» Tarefa 1:
Apresente em lista numerada, sem linhas em branco, as linhas de dados entre a que contém "the surfer's face?" e a que contém "[322,91,345,115]", ambas incluídas.

» Trecho do texto:
--------------------------------
A agenda da União Europeia


Após a presidência portuguesa da União Europeia, no primeiro
semestre de 2000, a agenda ficou marcada por quatro grandes temas: a aceleração
do processo de liberalizações; a reforma das instituições,
através das alterações aos tratados, com o pretexto da
adesão dos novos países; a preparação do alargamento
a mais 12 ou 13 países, dependendo da evolução da Turquia;
a promessa de uma reforma social tendo em conta conciliar interesses do capitalismo
numa das suas fases mais agressivas e a crescente da luta trabalhadores contra
a perda de direitos adquiridos.

Durante a presidência francesa, no segundo semestre de 2000, a prioridade
foi para a reforma das instituições, de que saiu o Tratado de
Nice, que praticamente não agradou a ninguém, mas marcou mais
uns passos no aprofundamento da integração europeia e do federalismo,
retirando mais um pouco de soberania e diminuindo os direitos dos pequenos países
como Portugal.

É certo que também foi aprovada a Carta dos Direitos Fundamentais
e a Agenda Social. Mas, quanto à primeira, o seu conteúdo é
tão pobre que apenas conta para os federalistas como base de um trabalho
para um preâmbulo de uma tão sonhada Constituição
Europeia. Relativamente à segunda, o máximo que se pode dizer
é que é um enunciado de intenções mais ou menos
vagas, que, no entanto, devem ser utilizadas pelos trabalhadores e forças
progressistas para exigir a sua concretização.
--------------------------------
» Dados do exercício:
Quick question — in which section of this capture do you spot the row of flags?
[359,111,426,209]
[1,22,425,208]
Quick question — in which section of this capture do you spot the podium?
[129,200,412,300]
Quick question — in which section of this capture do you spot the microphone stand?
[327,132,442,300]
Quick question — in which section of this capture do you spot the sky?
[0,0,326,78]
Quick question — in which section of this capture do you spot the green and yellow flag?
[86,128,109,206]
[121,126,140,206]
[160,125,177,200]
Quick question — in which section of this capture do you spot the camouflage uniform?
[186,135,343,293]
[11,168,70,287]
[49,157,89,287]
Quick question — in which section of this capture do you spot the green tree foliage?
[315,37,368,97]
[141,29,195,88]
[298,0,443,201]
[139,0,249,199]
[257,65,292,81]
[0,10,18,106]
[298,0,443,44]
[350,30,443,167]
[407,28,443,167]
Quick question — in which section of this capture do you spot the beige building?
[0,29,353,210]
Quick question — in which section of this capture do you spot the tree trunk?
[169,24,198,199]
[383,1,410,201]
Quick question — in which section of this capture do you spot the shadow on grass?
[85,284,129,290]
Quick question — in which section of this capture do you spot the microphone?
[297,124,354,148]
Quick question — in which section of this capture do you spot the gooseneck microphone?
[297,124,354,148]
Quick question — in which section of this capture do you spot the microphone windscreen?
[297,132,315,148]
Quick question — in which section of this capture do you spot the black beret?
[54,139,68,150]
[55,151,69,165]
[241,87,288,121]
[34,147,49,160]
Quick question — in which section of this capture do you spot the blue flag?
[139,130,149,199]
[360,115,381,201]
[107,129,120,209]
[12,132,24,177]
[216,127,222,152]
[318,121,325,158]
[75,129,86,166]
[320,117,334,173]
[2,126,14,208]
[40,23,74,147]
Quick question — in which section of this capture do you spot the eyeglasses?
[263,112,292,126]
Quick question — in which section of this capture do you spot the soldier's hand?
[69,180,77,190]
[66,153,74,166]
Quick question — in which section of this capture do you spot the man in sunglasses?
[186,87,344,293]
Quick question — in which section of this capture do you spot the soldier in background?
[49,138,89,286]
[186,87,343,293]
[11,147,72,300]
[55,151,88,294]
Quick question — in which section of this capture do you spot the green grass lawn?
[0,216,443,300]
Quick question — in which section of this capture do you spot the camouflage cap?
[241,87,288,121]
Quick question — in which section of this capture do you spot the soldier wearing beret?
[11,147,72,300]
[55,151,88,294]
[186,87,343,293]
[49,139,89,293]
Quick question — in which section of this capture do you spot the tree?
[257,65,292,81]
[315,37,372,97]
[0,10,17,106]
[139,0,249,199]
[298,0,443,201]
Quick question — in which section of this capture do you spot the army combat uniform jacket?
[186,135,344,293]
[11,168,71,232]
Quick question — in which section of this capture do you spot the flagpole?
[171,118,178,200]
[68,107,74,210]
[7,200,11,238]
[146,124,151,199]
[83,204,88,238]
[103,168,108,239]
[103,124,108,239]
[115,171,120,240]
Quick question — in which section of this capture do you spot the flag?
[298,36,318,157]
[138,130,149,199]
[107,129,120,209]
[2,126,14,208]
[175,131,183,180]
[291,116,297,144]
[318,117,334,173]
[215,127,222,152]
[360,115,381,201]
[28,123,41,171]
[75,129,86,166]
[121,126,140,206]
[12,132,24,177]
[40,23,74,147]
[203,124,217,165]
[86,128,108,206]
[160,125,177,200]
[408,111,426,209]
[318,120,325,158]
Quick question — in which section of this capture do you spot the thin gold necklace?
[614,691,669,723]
--------------------------------
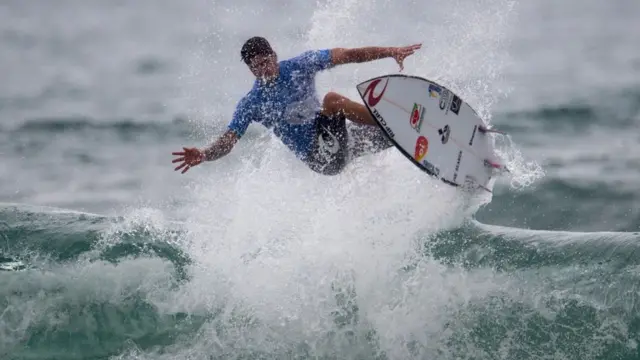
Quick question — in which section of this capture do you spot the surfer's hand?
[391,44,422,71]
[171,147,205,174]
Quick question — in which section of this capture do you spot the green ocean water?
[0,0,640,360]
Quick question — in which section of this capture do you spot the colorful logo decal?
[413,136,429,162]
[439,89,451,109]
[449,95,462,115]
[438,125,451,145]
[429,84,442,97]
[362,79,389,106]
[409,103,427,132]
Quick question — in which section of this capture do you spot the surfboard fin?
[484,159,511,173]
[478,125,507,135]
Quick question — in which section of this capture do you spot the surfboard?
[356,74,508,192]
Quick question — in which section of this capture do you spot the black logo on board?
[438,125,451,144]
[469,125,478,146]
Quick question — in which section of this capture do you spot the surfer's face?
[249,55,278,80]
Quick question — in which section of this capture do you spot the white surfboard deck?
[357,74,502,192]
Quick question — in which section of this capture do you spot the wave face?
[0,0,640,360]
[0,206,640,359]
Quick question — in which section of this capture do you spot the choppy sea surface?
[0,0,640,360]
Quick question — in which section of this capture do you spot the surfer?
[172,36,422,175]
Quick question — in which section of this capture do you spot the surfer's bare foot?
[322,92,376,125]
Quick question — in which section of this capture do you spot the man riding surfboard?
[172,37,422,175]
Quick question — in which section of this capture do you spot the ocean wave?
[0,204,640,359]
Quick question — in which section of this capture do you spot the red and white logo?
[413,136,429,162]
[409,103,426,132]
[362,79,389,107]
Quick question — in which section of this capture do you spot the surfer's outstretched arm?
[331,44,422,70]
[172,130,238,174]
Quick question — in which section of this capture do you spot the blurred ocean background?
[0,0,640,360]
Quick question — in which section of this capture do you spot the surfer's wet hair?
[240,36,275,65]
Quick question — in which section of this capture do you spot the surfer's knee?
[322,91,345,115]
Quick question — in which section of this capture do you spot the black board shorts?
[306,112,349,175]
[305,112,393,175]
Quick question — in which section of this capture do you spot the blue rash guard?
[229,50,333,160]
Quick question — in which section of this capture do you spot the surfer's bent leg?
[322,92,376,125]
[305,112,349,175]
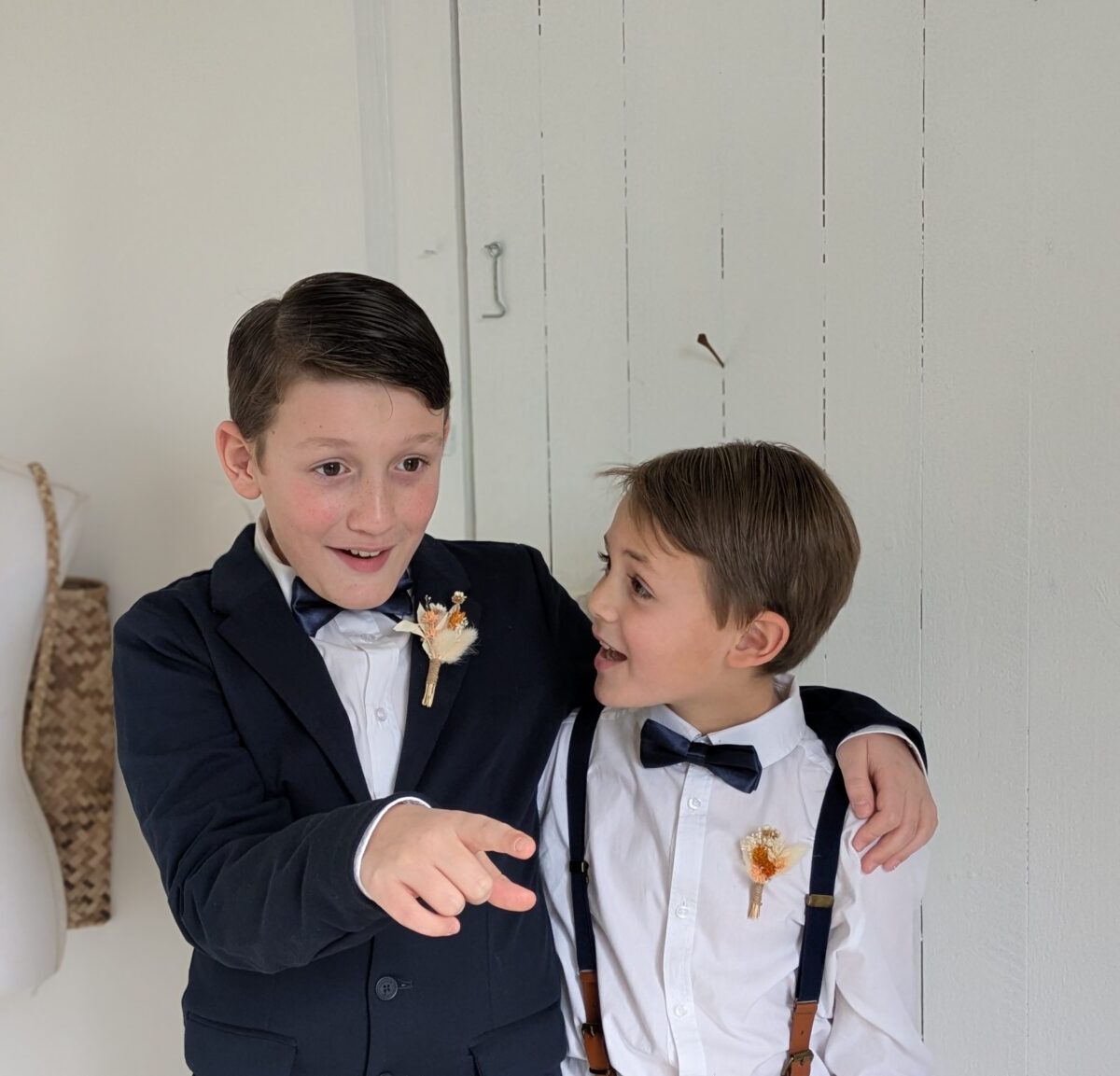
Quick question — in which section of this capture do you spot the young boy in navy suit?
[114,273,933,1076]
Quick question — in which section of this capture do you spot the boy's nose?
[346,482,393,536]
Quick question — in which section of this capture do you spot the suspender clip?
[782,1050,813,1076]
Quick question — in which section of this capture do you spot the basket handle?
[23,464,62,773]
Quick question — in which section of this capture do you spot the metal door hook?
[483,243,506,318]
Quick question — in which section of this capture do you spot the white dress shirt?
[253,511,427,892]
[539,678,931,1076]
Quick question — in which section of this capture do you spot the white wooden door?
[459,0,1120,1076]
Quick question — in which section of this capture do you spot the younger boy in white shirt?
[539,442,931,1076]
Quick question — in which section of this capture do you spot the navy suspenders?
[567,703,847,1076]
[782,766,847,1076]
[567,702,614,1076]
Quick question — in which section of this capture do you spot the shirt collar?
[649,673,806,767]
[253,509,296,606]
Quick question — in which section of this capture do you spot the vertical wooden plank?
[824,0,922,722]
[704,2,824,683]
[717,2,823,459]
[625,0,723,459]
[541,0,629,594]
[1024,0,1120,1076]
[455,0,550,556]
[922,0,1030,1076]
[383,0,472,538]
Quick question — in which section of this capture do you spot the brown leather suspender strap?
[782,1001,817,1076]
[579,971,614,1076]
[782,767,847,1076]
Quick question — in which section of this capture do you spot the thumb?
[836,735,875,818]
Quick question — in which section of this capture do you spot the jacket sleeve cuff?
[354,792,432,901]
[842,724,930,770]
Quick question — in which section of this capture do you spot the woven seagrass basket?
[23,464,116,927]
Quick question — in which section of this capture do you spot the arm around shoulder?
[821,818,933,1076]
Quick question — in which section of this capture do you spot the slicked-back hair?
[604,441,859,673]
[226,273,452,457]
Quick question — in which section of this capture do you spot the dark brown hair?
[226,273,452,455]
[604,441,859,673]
--------------------------------
» Tarefa 2:
Segundo o texto sobre a agenda da União Europeia, que tratado resultou da reforma das instituições durante a presidência francesa?

» Resposta comentada 1:
1. Quick question — in which section of this capture do you spot the surfer's face?
2. [249,55,278,80]
3. Quick question — in which section of this capture do you spot the white surfboard deck?
4. [357,74,502,192]
5. Quick question — in which section of this capture do you spot the wave face?
6. [0,0,640,360]
7. [0,206,640,359]
8. Quick question — in which section of this capture do you spot the choppy sea surface?
9. [0,0,640,360]
10. Quick question — in which section of this capture do you spot the surfer?
11. [172,36,422,175]
12. Quick question — in which section of this capture do you spot the surfer's bare foot?
13. [322,92,376,125]
14. Quick question — in which section of this capture do you spot the man riding surfboard?
15. [172,37,422,175]
16. Quick question — in which section of this capture do you spot the ocean wave?
17. [0,204,640,359]
18. Quick question — in which section of this capture do you spot the red and white logo?
19. [413,136,429,162]
20. [409,103,426,132]
21. [362,79,389,107]
22. Quick question — in which section of this capture do you spot the surfer's outstretched arm?
23. [331,44,422,70]
24. [172,130,238,174]
25. Quick question — in which section of this capture do you spot the blurred ocean background?
26. [0,0,640,360]
27. Quick question — in which section of this capture do you spot the surfer's wet hair?
28. [240,36,275,65]
29. Quick question — in which section of this capture do you spot the surfer's knee?
30. [322,91,345,115]

» Resposta comentada 2:
O Tratado de Nice.